## GEGEVENSREGELS
______________________________

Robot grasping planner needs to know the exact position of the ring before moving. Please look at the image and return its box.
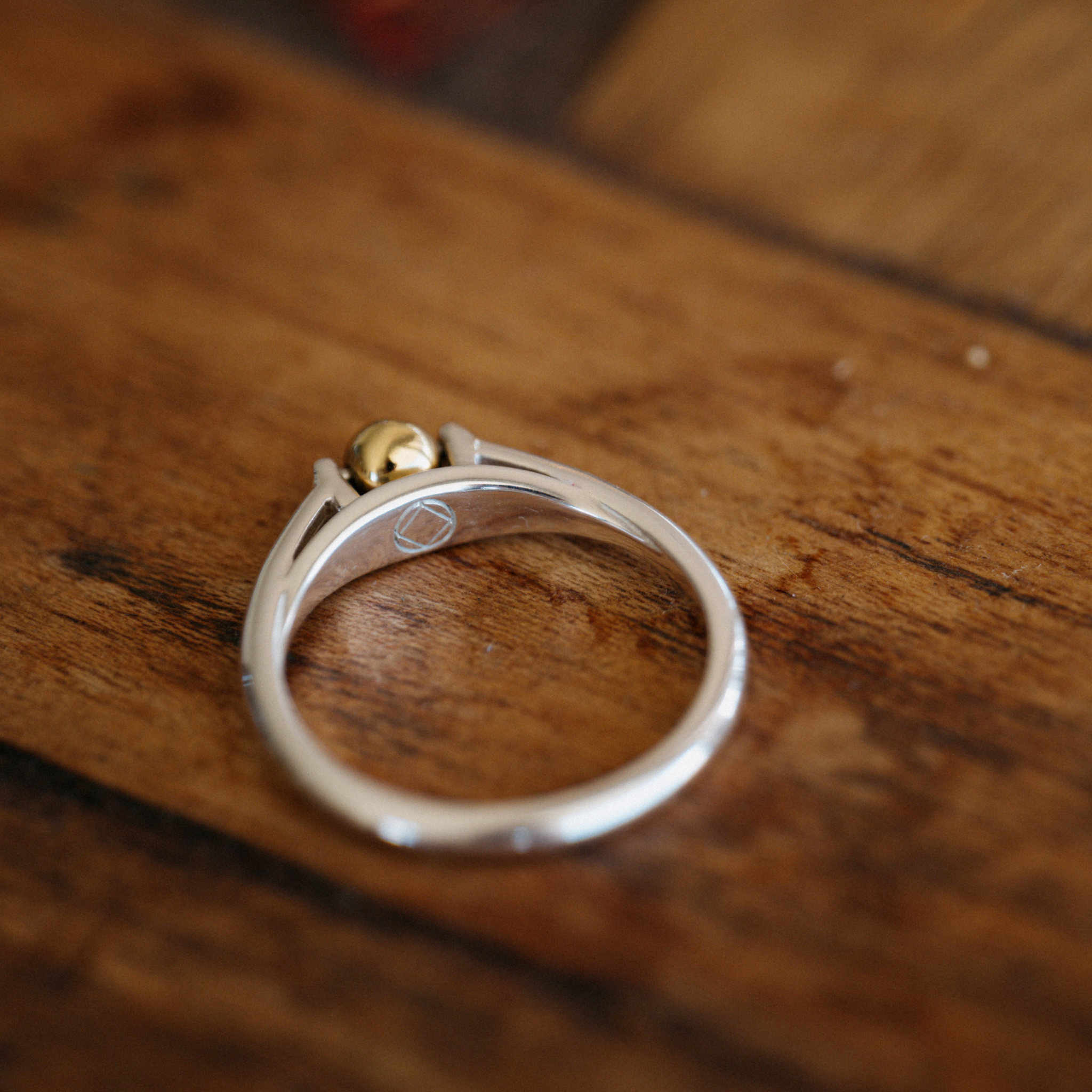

______________________________

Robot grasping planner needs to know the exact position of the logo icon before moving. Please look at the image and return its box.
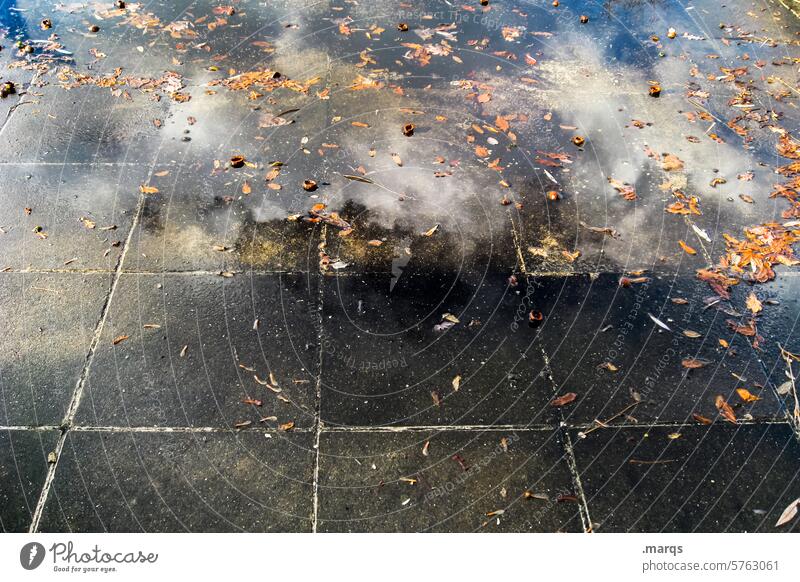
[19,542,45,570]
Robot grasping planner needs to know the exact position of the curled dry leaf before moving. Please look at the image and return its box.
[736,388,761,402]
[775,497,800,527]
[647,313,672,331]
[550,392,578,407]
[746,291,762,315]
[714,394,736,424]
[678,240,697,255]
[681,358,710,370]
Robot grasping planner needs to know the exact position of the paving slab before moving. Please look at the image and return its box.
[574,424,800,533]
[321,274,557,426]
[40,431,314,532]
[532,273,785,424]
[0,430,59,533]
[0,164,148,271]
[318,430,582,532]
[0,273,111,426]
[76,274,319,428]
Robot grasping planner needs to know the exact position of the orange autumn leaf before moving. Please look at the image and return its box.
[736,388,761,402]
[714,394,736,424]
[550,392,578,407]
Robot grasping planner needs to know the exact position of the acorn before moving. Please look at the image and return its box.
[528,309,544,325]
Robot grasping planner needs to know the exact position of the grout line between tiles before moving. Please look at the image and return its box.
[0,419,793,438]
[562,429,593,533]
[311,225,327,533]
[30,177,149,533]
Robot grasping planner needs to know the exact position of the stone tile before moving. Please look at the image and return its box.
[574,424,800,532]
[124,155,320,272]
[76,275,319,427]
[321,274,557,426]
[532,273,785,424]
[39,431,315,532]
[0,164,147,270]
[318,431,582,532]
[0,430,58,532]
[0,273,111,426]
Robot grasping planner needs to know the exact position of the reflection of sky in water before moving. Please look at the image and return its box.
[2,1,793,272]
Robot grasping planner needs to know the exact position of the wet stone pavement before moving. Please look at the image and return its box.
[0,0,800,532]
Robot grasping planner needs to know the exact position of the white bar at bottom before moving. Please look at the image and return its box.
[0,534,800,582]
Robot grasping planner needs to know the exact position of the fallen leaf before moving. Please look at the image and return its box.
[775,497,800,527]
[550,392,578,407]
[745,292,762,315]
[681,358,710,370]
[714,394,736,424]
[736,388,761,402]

______________________________

## KORTE OPDRACHT
Werk het stuk van de regel met "of the grout" tot en met de regel met "[0,0,800,532]" bij door "grasping planner" te vervangen door "motion planner" en laat al het andere ongewijzigd. Geef alleen die regels terug.

## VERWACHT ANTWOORD
Robot motion planner needs to know the exact position of the grout line between tiles before moving. Please look at the image and return its box.
[0,419,793,438]
[562,429,593,533]
[311,225,327,533]
[30,177,149,533]
Robot motion planner needs to know the exact position of the stone tile before moving. Please look at the image and return its box.
[574,424,800,532]
[124,155,320,272]
[76,275,319,427]
[321,274,557,426]
[532,273,785,424]
[39,431,315,532]
[0,164,147,270]
[318,431,582,532]
[0,430,58,532]
[0,273,111,426]
Robot motion planner needs to know the exact position of the reflection of sky in water before moving. Please look at the image and return its box.
[2,1,793,272]
Robot motion planner needs to know the exact position of the wet stone pavement before moving. Please look at the image and return its box.
[0,0,800,532]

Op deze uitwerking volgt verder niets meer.